START Passage

Hemoglobin: – Part 1 – Hemoglobin (Hb) structure and Functions

Hemoglobin (Hb)

Sample for Hemoglobin (Hb)

1. The blood sample is taken in EDTA.
   1. EDTA salt of sodium or potassium is the preferred sample.
2. The blood sample is stable for 48 hours at 4°C and 24 hours at 23 °C.

Precautions for Hemoglobin (Hb)

1. Avoid clotting (micro-clots may form), which will lower the Hb.
2. Falsely high results may occur due to prolonged venous stasis during venipuncture.
3. Increased turbidity, the presence of paraproteins, and nucleated RBCs give high values.
4. Lipemic blood also gives high values.
5. There is a false low Hb in pregnancy due to increased blood volume.
6. In the high altitude area, the Hb will be high.
7. Gentamicin and methyldopa may increase Hb value.
8. Antibiotics, chemotherapy, aspirin, and sulphonamide gives low values.

END Passage
START Collected data

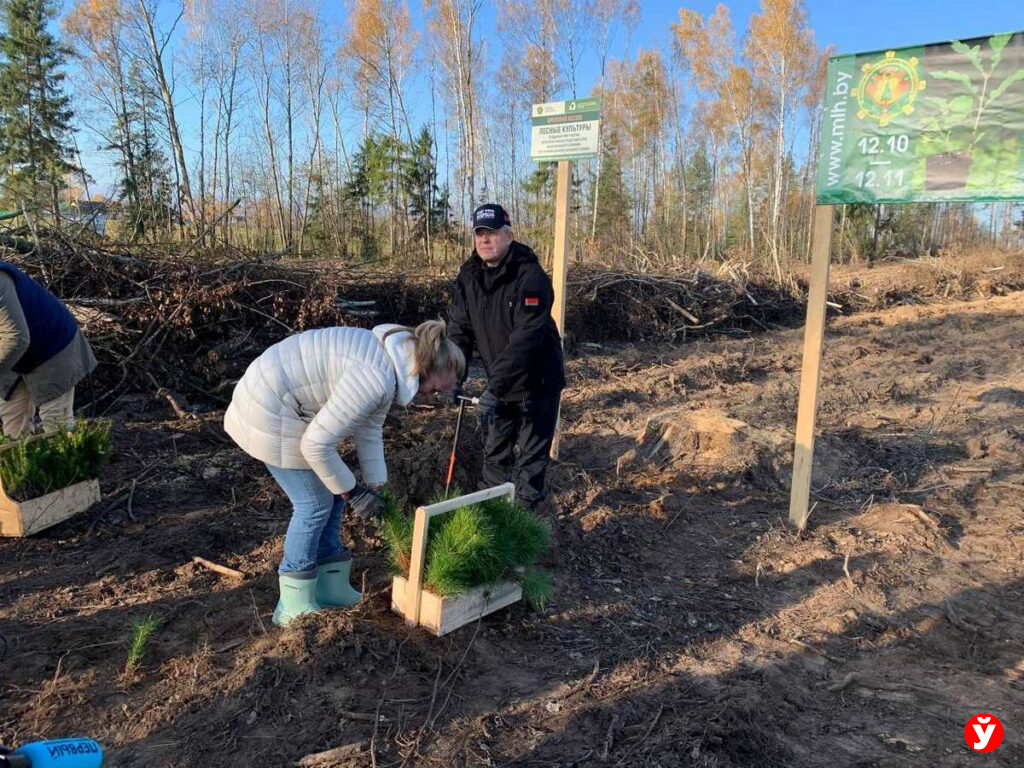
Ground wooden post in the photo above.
[790,206,833,530]
[551,160,572,336]
[551,160,572,460]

END Collected data

- **What is required**:
Retype the stretch of the hemoglobin text from "1. Avoid clotting" through "gives low values." word for word.

- **Output for this exercise**:
1. Avoid clotting (micro-clots may form), which will lower the Hb.
2. Falsely high results may occur due to prolonged venous stasis during venipuncture.
3. Increased turbidity, the presence of paraproteins, and nucleated RBCs give high values.
4. Lipemic blood also gives high values.
5. There is a false low Hb in pregnancy due to increased blood volume.
6. In the high altitude area, the Hb will be high.
7. Gentamicin and methyldopa may increase Hb value.
8. Antibiotics, chemotherapy, aspirin, and sulphonamide gives low values.